**Short exercise**
Only the pictures stay out; every record is to be quoted exactly.

Image location labeling entries:
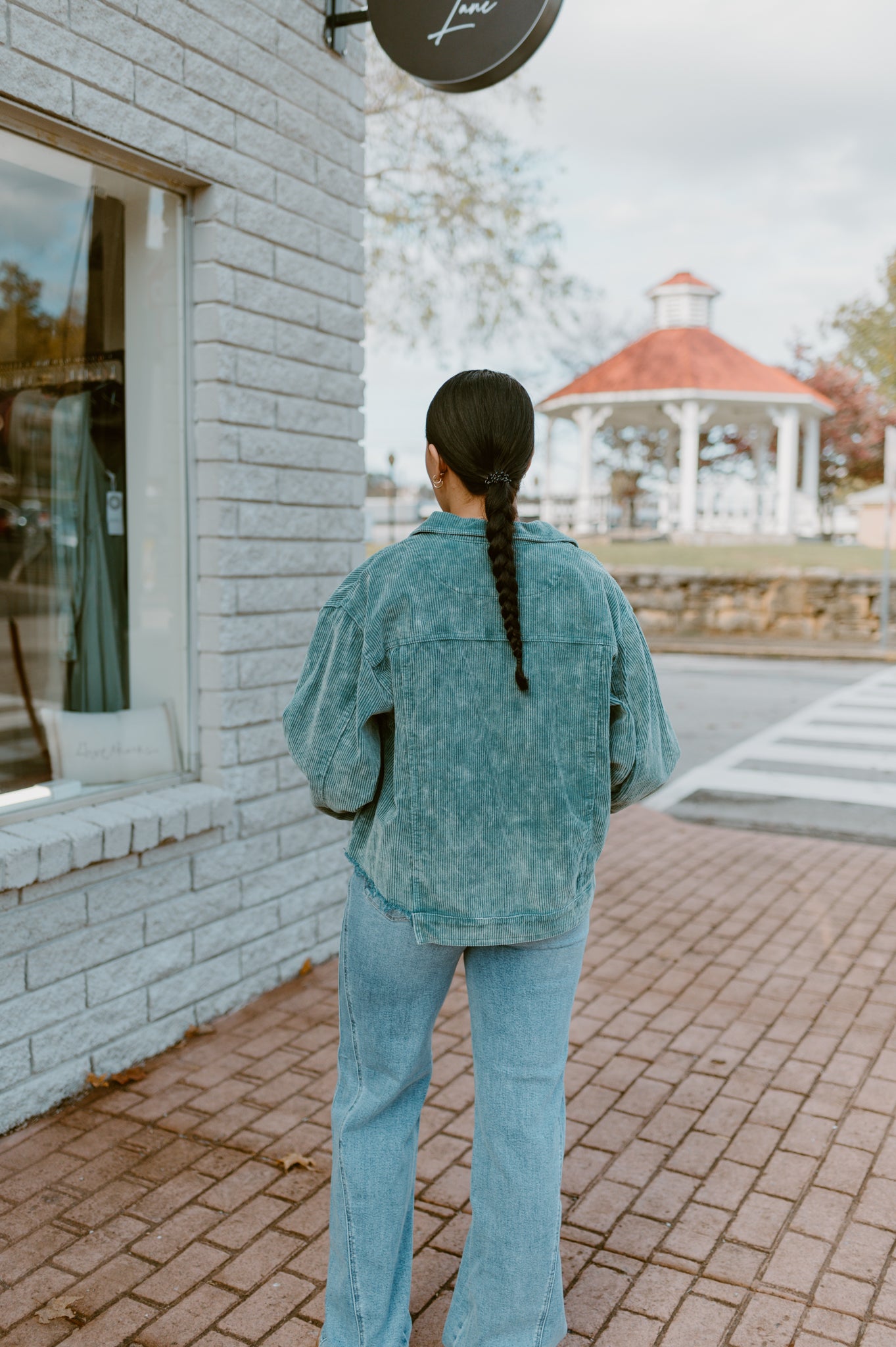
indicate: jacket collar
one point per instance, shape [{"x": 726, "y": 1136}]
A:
[{"x": 532, "y": 531}]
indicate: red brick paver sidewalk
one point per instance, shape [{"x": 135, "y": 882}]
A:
[{"x": 732, "y": 1155}]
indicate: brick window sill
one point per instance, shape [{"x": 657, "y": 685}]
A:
[{"x": 54, "y": 845}]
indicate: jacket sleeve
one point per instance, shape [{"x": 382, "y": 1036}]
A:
[
  {"x": 644, "y": 749},
  {"x": 331, "y": 723}
]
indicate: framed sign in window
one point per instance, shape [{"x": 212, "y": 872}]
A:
[{"x": 92, "y": 470}]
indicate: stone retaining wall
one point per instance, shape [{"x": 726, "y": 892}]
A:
[{"x": 814, "y": 605}]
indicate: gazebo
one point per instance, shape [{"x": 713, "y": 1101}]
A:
[{"x": 684, "y": 378}]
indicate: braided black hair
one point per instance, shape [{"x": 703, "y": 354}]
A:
[{"x": 483, "y": 425}]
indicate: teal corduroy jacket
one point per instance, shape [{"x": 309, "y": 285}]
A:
[{"x": 479, "y": 811}]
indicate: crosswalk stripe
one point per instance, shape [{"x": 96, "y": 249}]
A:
[
  {"x": 847, "y": 731},
  {"x": 840, "y": 790}
]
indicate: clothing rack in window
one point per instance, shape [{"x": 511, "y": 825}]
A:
[{"x": 47, "y": 374}]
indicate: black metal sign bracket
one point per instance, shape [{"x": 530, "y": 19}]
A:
[{"x": 339, "y": 15}]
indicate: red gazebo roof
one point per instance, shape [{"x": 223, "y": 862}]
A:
[
  {"x": 686, "y": 358},
  {"x": 686, "y": 278}
]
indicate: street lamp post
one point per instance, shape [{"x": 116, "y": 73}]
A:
[
  {"x": 392, "y": 497},
  {"x": 889, "y": 487}
]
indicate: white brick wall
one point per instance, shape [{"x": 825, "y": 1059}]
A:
[{"x": 113, "y": 941}]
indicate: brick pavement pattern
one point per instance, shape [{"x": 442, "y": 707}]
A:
[{"x": 731, "y": 1168}]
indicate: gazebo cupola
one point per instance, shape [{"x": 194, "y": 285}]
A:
[
  {"x": 685, "y": 379},
  {"x": 682, "y": 302}
]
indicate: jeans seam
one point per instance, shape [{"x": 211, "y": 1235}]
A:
[
  {"x": 542, "y": 1319},
  {"x": 350, "y": 1240}
]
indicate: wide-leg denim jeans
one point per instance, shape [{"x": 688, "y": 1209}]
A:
[{"x": 509, "y": 1289}]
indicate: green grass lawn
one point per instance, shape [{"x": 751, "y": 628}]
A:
[{"x": 761, "y": 556}]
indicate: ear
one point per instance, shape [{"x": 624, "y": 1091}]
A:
[{"x": 436, "y": 466}]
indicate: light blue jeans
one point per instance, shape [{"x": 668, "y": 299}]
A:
[{"x": 509, "y": 1289}]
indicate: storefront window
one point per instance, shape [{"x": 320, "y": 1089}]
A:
[{"x": 93, "y": 668}]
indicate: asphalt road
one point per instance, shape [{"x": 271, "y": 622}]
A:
[{"x": 717, "y": 702}]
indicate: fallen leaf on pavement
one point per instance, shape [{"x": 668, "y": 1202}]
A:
[
  {"x": 122, "y": 1078},
  {"x": 294, "y": 1159},
  {"x": 57, "y": 1308}
]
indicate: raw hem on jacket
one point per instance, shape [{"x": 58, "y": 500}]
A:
[{"x": 446, "y": 929}]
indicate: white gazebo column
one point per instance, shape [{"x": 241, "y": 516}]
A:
[
  {"x": 812, "y": 466},
  {"x": 546, "y": 476},
  {"x": 759, "y": 442},
  {"x": 689, "y": 416},
  {"x": 590, "y": 419},
  {"x": 788, "y": 422}
]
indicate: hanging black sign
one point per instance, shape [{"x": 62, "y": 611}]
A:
[{"x": 461, "y": 45}]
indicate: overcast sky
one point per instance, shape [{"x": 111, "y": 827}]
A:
[{"x": 753, "y": 143}]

**Result below**
indicate: jacket collar
one point per instance, shape [{"x": 726, "y": 1136}]
A:
[{"x": 532, "y": 531}]
indicate: red brick paver sidewalk
one point per instance, shape [{"x": 135, "y": 882}]
A:
[{"x": 732, "y": 1155}]
indicate: brick window sill
one point per instance, shape [{"x": 657, "y": 685}]
A:
[{"x": 54, "y": 845}]
indicate: jacket sleeve
one point per instance, shape [{"x": 382, "y": 1036}]
A:
[
  {"x": 644, "y": 749},
  {"x": 331, "y": 723}
]
indicate: framed sign in window
one point per instance, shape [{"x": 212, "y": 872}]
A:
[{"x": 92, "y": 470}]
indicate: stone retaining wall
one point per instance, shape [{"x": 726, "y": 892}]
A:
[{"x": 814, "y": 605}]
indicate: gazebo
one point per instance, shape [{"x": 713, "y": 1101}]
A:
[{"x": 684, "y": 378}]
indicate: braided black hair
one point per instance, shape [{"x": 703, "y": 354}]
A:
[{"x": 483, "y": 425}]
indicate: teal corduroy jacket
one point per instance, shape [{"x": 309, "y": 285}]
A:
[{"x": 479, "y": 811}]
indicate: crosswalk stripe
one point per instance, shape [{"x": 96, "y": 249}]
A:
[
  {"x": 847, "y": 731},
  {"x": 840, "y": 790}
]
indicate: clothing rack in window
one point per instance, shape [{"x": 511, "y": 825}]
A:
[{"x": 47, "y": 374}]
indicate: black metal sign bracket
one point per instance, shape [{"x": 530, "y": 19}]
A:
[{"x": 339, "y": 15}]
indicate: red gazebo roof
one point per instance, shape [{"x": 223, "y": 862}]
A:
[
  {"x": 686, "y": 358},
  {"x": 686, "y": 278}
]
indicate: street lamp post
one point per instance, shape [{"x": 116, "y": 73}]
A:
[
  {"x": 392, "y": 497},
  {"x": 889, "y": 487}
]
indicate: white brick wall
one point per instance, shape [{"x": 825, "y": 1059}]
A:
[{"x": 113, "y": 941}]
indicate: brick pavement pattern
one point per instance, shape [{"x": 442, "y": 707}]
A:
[{"x": 731, "y": 1168}]
indicate: gazebo cupola
one point per instance, shape [{"x": 194, "y": 285}]
A:
[
  {"x": 685, "y": 379},
  {"x": 682, "y": 302}
]
indicate: jeans seam
one point per instance, shape [{"x": 211, "y": 1235}]
A:
[
  {"x": 542, "y": 1319},
  {"x": 350, "y": 1240}
]
indicate: wide-leg denim jeans
one point per instance, shape [{"x": 688, "y": 1209}]
A:
[{"x": 509, "y": 1289}]
indicate: green grass lawn
one point per instance, shape [{"x": 751, "y": 628}]
A:
[{"x": 761, "y": 556}]
indicate: ear
one point per instance, shape [{"x": 624, "y": 1091}]
A:
[{"x": 436, "y": 466}]
indicate: light blue jeans
one point per instance, shape [{"x": 668, "y": 299}]
A:
[{"x": 509, "y": 1289}]
indicate: storefront window
one point per instance, shape [{"x": 320, "y": 1089}]
A:
[{"x": 93, "y": 668}]
indicate: asphalt road
one point per instance, shape [{"x": 271, "y": 622}]
A:
[{"x": 717, "y": 702}]
indicate: fallen leaf on pavement
one point per instance, shape [{"x": 668, "y": 1202}]
A:
[
  {"x": 122, "y": 1078},
  {"x": 294, "y": 1159},
  {"x": 57, "y": 1308}
]
indicate: raw hem on jacket
one point per instance, shape [{"x": 58, "y": 500}]
A:
[{"x": 446, "y": 929}]
indicate: white gazebo column
one point per instance, shape [{"x": 241, "y": 516}]
A:
[
  {"x": 812, "y": 466},
  {"x": 546, "y": 476},
  {"x": 759, "y": 442},
  {"x": 689, "y": 416},
  {"x": 590, "y": 419},
  {"x": 788, "y": 422}
]
indicate: hanging black sign
one point per instance, shape [{"x": 62, "y": 611}]
A:
[{"x": 461, "y": 45}]
indicate: overcast sky
one point per instance, shape [{"x": 111, "y": 827}]
A:
[{"x": 753, "y": 143}]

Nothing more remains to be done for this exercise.